**TASK DESCRIPTION:**
Copy out the material below with every occurrence of "pixel coordinates" replaced by "image coordinates", leaving everything else unchanged.

┄┄┄┄┄┄

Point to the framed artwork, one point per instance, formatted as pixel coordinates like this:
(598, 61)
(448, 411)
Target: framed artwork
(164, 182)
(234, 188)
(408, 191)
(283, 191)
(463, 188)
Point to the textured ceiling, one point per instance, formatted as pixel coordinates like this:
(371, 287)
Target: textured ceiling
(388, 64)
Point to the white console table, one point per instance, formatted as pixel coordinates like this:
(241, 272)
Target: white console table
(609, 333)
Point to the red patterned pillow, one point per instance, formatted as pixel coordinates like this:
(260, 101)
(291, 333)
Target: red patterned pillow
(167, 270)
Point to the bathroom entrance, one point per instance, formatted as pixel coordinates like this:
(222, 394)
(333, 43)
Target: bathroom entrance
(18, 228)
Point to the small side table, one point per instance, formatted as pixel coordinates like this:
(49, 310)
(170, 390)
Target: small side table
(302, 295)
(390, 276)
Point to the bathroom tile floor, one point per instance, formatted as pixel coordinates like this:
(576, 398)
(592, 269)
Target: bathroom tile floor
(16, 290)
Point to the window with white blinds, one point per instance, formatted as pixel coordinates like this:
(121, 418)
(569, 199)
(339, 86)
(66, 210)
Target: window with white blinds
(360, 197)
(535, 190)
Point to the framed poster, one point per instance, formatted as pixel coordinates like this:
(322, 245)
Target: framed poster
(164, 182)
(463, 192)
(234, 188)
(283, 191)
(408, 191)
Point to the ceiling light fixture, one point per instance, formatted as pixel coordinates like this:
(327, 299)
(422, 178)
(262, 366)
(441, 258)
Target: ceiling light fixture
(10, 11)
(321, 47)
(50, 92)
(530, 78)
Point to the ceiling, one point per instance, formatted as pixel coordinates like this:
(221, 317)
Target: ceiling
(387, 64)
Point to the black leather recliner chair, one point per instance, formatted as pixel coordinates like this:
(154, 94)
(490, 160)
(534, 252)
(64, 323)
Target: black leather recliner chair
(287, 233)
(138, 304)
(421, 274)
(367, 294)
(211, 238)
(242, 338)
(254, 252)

┄┄┄┄┄┄

**ANSWER:**
Point to the framed artwork, one point per instance, formatted as image coordinates like this:
(598, 61)
(448, 411)
Target: framed artwork
(164, 182)
(234, 188)
(408, 191)
(283, 191)
(463, 188)
Point to the textured ceiling, one point per instance, formatted as image coordinates like this:
(371, 287)
Target: textured ceiling
(388, 64)
Point to the white console table, one point per instance, formatted as image coordinates like this:
(241, 272)
Target: white console table
(609, 333)
Point to the red patterned pillow, one point per instance, formatted as image coordinates like this:
(260, 101)
(291, 333)
Target: red patterned pillow
(167, 270)
Point to the bathroom entrance, one point per instance, formatted as image coordinates like this:
(222, 394)
(333, 43)
Target: bathroom entrance
(18, 228)
Point to the small side table, one point per instance, formatted as image coordinates like this:
(49, 310)
(170, 390)
Target: small side table
(302, 295)
(390, 276)
Point to the bathroom tile floor, one point per instance, formatted as image coordinates like this:
(576, 398)
(592, 269)
Target: bathroom tile floor
(16, 290)
Point to the window with white blinds, one point per instance, formatted as image coordinates like this:
(121, 418)
(569, 199)
(339, 86)
(66, 210)
Target: window with white blinds
(360, 197)
(535, 190)
Point to the framed poster, one point per instance, formatted as image coordinates like this:
(322, 245)
Target: framed poster
(164, 182)
(463, 192)
(234, 188)
(283, 191)
(408, 191)
Point to the ceiling light fixture, one point per instance, formatted as image coordinates like this:
(327, 299)
(422, 178)
(262, 366)
(441, 258)
Target: ceiling light fixture
(10, 11)
(321, 47)
(50, 92)
(530, 78)
Point to the ceiling, one point per instance, formatted as image coordinates like this:
(221, 317)
Target: ceiling
(387, 64)
Point to the black leather recliner chair, one point per instance, formatted as image coordinates like this:
(154, 94)
(490, 160)
(534, 252)
(64, 323)
Target: black leather recliner chair
(287, 233)
(138, 304)
(421, 274)
(367, 294)
(211, 238)
(242, 338)
(254, 252)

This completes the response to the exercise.